==== PASSAGE SHOWN

# question about painting pex pipes



## Homerepairguy (Aug 1, 2010)

mikey1999 said:


> Is there an issue if we paint the water lines which are a plastic pex type product. We live in Alabama so the basement stays fairly constant in terms oftemperature (no extreme expansion and contraction)...


1. It's the water in the lines that's the issue. Your hot water lines will vary from ambient temperature when not in use, to about 120 degrees when in use. PEX expands and contracts 10 times more than copper. I don't think any paint will work.

2. PEX must not be exposed to sunlight, directly or indirectly since it will deteriorate when exposed to UV. Paint will have to be very opaque with many, many coats to block all light.

3. Be careful what touches PEX. The manufacturers warn against that to prevent premature deterioration of PEX. I remember seeing a list of some items while I was researching PEX but I don't have the list now.

You will probably have to build a soffit along the ceiling to enclose the PEX. If the run is long, expansion loops (like a roller coaster 360 loop) should be installed every 50 feet. If run in a small soffit box along the ceiling and the run is less than 50 feet, ample room at both ends must be provided to absorb the expansion and contraction of the tubing.

HRG


----------



## bob22 (May 28, 2008)

I would contact the mfg of the pex and ask them.
Some googling showed a fair number of comments not to paint it but nothing seemed too fact-based.


----------



## a_lost_shadow (Dec 18, 2011)

========
==== LISTED RECORDS

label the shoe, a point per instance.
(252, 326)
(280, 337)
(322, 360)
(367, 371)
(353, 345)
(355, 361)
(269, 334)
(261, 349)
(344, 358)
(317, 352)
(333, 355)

========

§ INSTRUCTION 1
Answer these from the PEX painting thread:
(a) How many times more than copper does PEX expand and contract?
(b) How often should expansion loops be installed on a long run?
(c) Whom does bob22 suggest asking?
§ INSTRUCTION 2
Please extend the PEX painting thread past its last line with a further reply.
The listing is not used for any of this.

§ OUTPUT 1
(a) 10 times more.
(b) Every 50 feet.
(c) The manufacturer of the PEX.

§ OUTPUT 2
I recall most manufacturers stating that PEX shouldn't come into contact with petroleum based products. Uponor explicitly states not to use oil based paints:


Uponor PEX Installation Manual said:


> - Do not use petroleum or solvent-based paints on Uponor PEX


.

Installation Manual: http://www.uponor-usa.com/~/media/F...ProPlumbingInstallGuide_10_07.aspx?sc_lang=en


----------



## rjniles (Feb 5, 2007)

I have used Krylon Fusion spray paint to protect PEX used for outside showers on the beach front without a problem.

Krylon Fusion is made from plastic to handle the expansion and contraction.


----------



## Homerepairguy (Aug 1, 2010)

Another consideration regarding running exposed PEX along the ceiling. PEX will droop between the supports and the droop will vary depending on the water temperature. Even if you paint the PEX, are you willing to put up with drooping tubing along the ceiling?

All considered, I would run copper lines along the ceiling and paint them.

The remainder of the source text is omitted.